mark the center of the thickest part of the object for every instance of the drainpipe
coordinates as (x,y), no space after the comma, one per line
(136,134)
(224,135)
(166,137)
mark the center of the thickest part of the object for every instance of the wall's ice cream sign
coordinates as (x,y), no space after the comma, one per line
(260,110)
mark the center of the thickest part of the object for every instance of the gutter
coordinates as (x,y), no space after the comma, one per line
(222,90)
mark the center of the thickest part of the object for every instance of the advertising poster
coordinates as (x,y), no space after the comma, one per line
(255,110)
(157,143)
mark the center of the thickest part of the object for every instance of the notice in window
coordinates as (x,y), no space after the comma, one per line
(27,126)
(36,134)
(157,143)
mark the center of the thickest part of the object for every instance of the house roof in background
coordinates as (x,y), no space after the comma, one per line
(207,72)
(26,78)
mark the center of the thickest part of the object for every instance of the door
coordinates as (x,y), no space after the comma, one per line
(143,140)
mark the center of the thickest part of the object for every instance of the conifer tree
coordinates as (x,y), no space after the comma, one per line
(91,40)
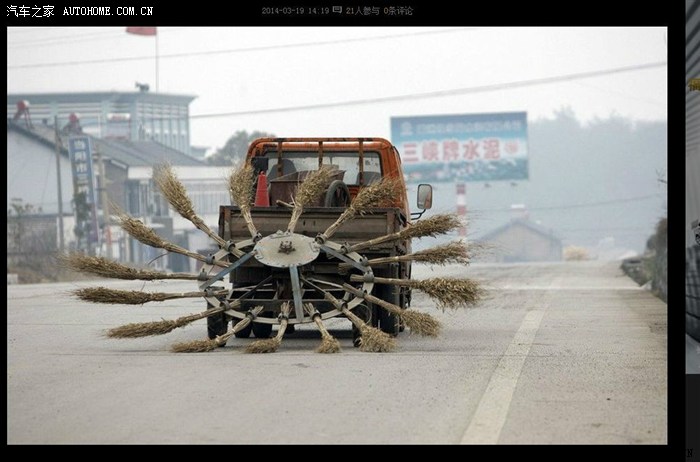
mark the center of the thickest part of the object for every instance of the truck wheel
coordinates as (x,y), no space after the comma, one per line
(245,332)
(262,330)
(363,313)
(216,324)
(388,322)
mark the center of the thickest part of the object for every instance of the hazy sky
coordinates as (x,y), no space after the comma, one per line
(270,68)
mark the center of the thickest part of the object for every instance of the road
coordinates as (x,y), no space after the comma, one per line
(562,353)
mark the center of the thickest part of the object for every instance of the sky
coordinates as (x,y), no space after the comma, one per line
(236,71)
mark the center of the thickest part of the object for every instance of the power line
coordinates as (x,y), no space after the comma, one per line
(621,94)
(237,50)
(439,93)
(580,205)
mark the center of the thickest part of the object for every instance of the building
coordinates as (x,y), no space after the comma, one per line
(521,240)
(133,116)
(692,172)
(128,167)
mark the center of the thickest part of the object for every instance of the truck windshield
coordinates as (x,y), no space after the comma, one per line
(347,162)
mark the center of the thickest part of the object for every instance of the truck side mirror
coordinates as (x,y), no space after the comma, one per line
(425,196)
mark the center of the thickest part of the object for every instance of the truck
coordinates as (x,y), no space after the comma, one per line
(302,267)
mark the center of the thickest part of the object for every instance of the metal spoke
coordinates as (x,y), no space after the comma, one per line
(296,291)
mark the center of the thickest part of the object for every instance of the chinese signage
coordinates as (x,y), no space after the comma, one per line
(466,147)
(83,185)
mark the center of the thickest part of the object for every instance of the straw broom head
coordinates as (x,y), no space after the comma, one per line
(329,344)
(377,194)
(126,297)
(195,346)
(174,191)
(145,329)
(111,269)
(139,231)
(202,346)
(270,345)
(454,252)
(376,341)
(240,185)
(451,292)
(421,323)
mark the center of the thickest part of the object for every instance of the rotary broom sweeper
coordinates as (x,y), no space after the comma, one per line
(319,228)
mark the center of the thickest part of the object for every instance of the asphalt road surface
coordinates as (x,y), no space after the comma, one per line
(567,353)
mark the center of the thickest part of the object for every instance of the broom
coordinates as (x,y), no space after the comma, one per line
(329,344)
(448,292)
(148,329)
(176,194)
(372,339)
(148,236)
(134,297)
(201,346)
(454,252)
(107,268)
(309,190)
(374,195)
(420,323)
(270,345)
(429,227)
(240,186)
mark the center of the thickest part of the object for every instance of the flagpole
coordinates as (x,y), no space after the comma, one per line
(156,62)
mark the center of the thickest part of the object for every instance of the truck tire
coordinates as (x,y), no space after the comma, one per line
(216,324)
(388,322)
(245,332)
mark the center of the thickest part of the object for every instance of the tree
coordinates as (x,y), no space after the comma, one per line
(236,147)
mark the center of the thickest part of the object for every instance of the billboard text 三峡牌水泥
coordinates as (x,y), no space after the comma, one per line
(462,147)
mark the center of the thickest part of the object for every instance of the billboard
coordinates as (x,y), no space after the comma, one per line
(462,147)
(83,186)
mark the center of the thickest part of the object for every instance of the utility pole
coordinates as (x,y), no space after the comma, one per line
= = = = = = =
• TASK DIRECTIONS
Print each line of the material above exactly, with the pictures removed from your copy.

• SOLVED EXERCISE
mark the center of the thickest part of the object for every instance of the drainpipe
coordinates as (x,y), no space after the comma, one per line
(136,134)
(224,135)
(166,137)
mark the center of the thickest part of the object for every instance of the wall's ice cream sign
coordinates as (x,y), no space after the comma, one per line
(260,110)
mark the center of the thickest part of the object for every instance of the gutter
coordinates as (x,y), no space after the comma, one per line
(222,90)
mark the center of the thickest part of the object for every instance of the advertising poster
coordinates as (x,y), no space after the comma, one per line
(255,110)
(157,143)
mark the center of the thickest part of the object for every instance of the notice in window
coordinates as (x,y), no space after the comma, one per line
(27,126)
(36,134)
(157,143)
mark the center of the thickest part of the object for every instance of the house roof in background
coordinates as (x,y), no space after the comma, one per line
(207,72)
(26,78)
mark the center of the thickest part of the object for every instance of the door
coordinates as (x,y), no space after the comma, one per line
(143,140)
mark the center of the thickest part of the object for every instance of the conifer tree
coordinates as (x,y), no space after the comma, one per line
(91,40)
mark the center of the thickest part of the object for every instance of the truck wheel
coordinates as (x,y), no space after the comma, one per line
(245,332)
(262,330)
(363,313)
(216,324)
(388,322)
mark the center of the thickest part of the object for every instance of the hazy sky
coordinates as (x,y), no space after the comma, one per line
(270,68)
mark the center of the thickest part of the object for every instance of the road
coordinates as (x,y), no space after the comma, one per line
(562,353)
mark the center of the thickest part of the object for every instance of the sky
coordinates as (x,y), no space after the comma, one per line
(236,71)
mark the center of the thickest part of the object for every instance of the power line
coordinates as (x,y), no space after the comma, one per line
(621,94)
(237,50)
(439,93)
(580,205)
mark the center of the thickest part of the object for every instance of the building
coordinates as (x,y), no space after the comma, one per line
(521,240)
(133,116)
(692,172)
(128,167)
mark the center of the thickest part of the object for every instance of the truck windshield
coordinates as (x,y), no space after the comma, one per line
(347,162)
mark the center of the thickest part of the object for every instance of the truck side mirror
coordinates as (x,y), no space after the comma, one per line
(425,196)
mark the center of the thickest part of the object for every instance of the truck
coordinates as (x,y), no space after the comma, one per line
(302,267)
mark the center of the thickest part of the object for every instance of the metal spoke
coordinates as (x,y), no space after the comma, one per line
(296,291)
mark the center of the thickest part of the object for every instance of the chinese signage
coordinates as (x,y), no space after the comma, one per line
(466,147)
(83,185)
mark the center of the thickest part of the object for every instance of the straw broom head
coordinates as (x,y), no space after the comma, one per line
(329,344)
(377,194)
(126,297)
(195,346)
(174,191)
(145,329)
(111,269)
(139,231)
(202,346)
(270,345)
(454,252)
(376,341)
(240,185)
(451,292)
(421,323)
mark the center of the thickest part of the object for every instance of the rotary broom sweeper
coordinates as (x,y), no space after the comma, one per line
(319,228)
mark the center of the thickest part of the object for every instance of the asphalt road surface
coordinates as (x,y), no space after the comma, one per line
(567,353)
mark the center of the thickest part of the object for every instance of the broom
coordinates as (x,y), no space after the comma, one per line
(329,344)
(448,292)
(148,329)
(176,194)
(372,339)
(148,236)
(134,297)
(201,346)
(454,252)
(107,268)
(309,190)
(374,195)
(420,323)
(270,345)
(429,227)
(240,186)
mark the center of the thickest part of the object for every instance of the flagpole
coordinates as (x,y), no space after the comma, one per line
(156,62)
mark the center of the thickest part of the object for every instance of the truck tire
coordinates as (x,y), no space after the comma, one per line
(216,324)
(388,322)
(245,332)
mark the center of the thickest part of the object for every instance of the tree
coordinates as (x,y), no space after the comma, one per line
(236,147)
mark the center of the thickest part of the object for every instance of the billboard text 三峡牌水泥
coordinates as (x,y), no space after the comma, one per line
(462,147)
mark the center of the thickest part of the object for every instance of the billboard
coordinates as (x,y), no space after the comma, one per line
(462,147)
(83,186)
mark the center of the thickest part of the object for every instance of the utility pole
coordinates as (x,y), no space after the comma, one per line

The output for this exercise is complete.